* _What needs to be done_
Write out, unchanged, the lines below from the one containing "Each instance receives one keypoint. Annotate the stone building" through the last line.

((

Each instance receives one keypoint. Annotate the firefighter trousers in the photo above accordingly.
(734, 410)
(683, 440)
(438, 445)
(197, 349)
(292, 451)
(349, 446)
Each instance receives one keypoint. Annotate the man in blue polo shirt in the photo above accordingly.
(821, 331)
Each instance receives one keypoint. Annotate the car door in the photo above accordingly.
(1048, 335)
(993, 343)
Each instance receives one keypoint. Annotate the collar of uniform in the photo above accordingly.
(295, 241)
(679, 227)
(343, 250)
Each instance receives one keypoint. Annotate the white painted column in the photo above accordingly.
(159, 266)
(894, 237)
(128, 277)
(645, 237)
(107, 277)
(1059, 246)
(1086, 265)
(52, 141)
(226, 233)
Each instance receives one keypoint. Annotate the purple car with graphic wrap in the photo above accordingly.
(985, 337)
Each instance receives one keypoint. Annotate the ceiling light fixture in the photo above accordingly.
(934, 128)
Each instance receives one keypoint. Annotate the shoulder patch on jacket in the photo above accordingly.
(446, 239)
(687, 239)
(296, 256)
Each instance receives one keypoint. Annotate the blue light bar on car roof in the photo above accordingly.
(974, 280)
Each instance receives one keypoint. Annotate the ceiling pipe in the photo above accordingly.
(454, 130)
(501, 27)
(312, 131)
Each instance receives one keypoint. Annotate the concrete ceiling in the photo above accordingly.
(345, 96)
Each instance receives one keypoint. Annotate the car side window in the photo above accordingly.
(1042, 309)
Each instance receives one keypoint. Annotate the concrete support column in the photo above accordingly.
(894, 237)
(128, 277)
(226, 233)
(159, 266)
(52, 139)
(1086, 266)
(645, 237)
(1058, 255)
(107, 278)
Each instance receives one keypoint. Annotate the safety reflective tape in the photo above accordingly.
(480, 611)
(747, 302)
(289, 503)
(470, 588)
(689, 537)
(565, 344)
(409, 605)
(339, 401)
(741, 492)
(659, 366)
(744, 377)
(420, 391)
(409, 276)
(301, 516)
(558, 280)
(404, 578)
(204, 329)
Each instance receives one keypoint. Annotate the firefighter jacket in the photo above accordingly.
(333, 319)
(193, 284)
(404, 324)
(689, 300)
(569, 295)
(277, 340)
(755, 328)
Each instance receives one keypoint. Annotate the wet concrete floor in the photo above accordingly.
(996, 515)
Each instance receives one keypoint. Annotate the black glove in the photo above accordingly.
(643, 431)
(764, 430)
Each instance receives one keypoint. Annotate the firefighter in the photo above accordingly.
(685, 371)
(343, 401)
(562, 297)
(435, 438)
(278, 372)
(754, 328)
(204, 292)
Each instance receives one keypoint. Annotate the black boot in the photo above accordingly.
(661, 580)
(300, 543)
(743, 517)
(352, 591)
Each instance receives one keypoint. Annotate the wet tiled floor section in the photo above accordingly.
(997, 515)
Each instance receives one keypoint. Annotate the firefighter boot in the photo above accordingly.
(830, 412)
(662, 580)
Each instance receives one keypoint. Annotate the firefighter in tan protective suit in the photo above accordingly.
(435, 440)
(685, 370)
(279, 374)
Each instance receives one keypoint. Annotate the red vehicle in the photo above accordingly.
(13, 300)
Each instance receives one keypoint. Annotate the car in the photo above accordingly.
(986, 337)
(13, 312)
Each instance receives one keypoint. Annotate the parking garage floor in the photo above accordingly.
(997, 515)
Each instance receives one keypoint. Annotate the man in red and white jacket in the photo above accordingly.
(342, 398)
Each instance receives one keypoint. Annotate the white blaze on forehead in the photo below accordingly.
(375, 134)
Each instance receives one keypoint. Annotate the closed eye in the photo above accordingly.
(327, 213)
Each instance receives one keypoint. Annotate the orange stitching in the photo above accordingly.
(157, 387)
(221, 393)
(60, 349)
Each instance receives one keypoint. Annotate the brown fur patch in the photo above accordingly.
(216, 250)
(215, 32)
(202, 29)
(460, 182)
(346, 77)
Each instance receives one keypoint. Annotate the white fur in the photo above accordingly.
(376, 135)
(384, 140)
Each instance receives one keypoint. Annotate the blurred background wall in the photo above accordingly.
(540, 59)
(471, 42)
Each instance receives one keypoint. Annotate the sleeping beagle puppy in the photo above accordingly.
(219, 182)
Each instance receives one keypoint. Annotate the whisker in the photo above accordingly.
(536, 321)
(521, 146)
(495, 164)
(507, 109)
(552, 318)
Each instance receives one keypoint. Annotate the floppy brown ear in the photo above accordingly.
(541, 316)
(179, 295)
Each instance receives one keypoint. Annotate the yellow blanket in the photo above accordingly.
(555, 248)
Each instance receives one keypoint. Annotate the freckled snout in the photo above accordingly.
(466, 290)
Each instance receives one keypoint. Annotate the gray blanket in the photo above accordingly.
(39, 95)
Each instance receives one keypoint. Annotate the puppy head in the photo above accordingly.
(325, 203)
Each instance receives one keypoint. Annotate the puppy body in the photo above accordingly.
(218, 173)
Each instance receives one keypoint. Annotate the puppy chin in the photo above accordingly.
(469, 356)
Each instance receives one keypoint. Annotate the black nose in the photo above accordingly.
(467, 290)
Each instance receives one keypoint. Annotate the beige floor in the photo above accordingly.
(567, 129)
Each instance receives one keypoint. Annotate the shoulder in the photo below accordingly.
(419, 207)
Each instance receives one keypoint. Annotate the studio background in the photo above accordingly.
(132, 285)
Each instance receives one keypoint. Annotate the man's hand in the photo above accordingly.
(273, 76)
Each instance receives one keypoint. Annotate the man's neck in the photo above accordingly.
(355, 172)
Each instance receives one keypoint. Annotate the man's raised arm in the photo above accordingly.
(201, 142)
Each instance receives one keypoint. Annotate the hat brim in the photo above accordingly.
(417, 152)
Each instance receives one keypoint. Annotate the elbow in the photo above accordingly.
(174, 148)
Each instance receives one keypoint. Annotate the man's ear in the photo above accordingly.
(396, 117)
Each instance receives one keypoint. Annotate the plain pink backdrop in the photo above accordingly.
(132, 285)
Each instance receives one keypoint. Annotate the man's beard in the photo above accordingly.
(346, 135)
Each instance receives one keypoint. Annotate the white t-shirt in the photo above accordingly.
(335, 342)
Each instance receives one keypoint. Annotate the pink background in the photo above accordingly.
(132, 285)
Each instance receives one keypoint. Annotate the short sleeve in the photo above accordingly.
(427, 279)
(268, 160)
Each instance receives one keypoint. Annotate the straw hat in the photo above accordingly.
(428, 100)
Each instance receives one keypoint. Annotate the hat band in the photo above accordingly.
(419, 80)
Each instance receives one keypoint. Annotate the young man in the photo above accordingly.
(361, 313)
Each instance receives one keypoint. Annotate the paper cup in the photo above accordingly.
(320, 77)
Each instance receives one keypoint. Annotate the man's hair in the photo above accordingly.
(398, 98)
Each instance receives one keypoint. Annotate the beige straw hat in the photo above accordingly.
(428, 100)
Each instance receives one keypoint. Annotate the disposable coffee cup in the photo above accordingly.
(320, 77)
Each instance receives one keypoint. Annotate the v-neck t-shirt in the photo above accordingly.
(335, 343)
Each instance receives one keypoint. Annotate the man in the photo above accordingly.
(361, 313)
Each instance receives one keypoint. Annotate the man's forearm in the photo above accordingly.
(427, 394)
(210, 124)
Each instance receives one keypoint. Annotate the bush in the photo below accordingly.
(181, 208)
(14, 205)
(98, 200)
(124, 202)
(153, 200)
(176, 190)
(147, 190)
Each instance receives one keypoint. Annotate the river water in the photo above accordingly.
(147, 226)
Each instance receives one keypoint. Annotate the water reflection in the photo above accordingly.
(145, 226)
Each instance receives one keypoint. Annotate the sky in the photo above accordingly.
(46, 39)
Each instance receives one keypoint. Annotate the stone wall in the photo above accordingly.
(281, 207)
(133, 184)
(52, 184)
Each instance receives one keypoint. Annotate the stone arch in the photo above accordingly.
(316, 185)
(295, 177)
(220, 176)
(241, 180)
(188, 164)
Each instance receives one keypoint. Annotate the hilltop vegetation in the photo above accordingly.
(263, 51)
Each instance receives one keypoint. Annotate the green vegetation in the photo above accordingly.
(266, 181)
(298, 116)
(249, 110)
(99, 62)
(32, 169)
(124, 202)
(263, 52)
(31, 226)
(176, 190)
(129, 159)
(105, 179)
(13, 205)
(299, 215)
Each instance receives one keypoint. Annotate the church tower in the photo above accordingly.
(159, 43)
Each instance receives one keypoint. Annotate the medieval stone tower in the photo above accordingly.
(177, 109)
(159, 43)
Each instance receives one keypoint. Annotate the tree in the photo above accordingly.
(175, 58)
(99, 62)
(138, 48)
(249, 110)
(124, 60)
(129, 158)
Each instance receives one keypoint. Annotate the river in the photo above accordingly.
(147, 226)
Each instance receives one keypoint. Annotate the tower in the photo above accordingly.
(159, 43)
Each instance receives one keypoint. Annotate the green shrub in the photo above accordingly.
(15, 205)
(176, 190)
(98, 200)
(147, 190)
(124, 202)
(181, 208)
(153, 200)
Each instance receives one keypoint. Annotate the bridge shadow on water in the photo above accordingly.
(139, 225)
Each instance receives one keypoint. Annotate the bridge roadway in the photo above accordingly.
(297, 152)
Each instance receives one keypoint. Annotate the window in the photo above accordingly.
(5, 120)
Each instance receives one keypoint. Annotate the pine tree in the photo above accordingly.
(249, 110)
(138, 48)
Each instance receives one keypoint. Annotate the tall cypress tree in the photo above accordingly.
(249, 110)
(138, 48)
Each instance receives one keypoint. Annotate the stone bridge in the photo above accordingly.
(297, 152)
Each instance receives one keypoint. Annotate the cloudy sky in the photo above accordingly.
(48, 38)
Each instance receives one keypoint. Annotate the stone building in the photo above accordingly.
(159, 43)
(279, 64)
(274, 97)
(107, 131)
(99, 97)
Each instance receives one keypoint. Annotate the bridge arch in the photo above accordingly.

))

* _Response for this exercise_
Each instance receives one keypoint. Annotate the stone building in the photo above accordingly.
(159, 43)
(279, 64)
(274, 97)
(107, 131)
(99, 97)
Each instance receives one keypoint. Annotate the bridge arch in the photo above accordingly.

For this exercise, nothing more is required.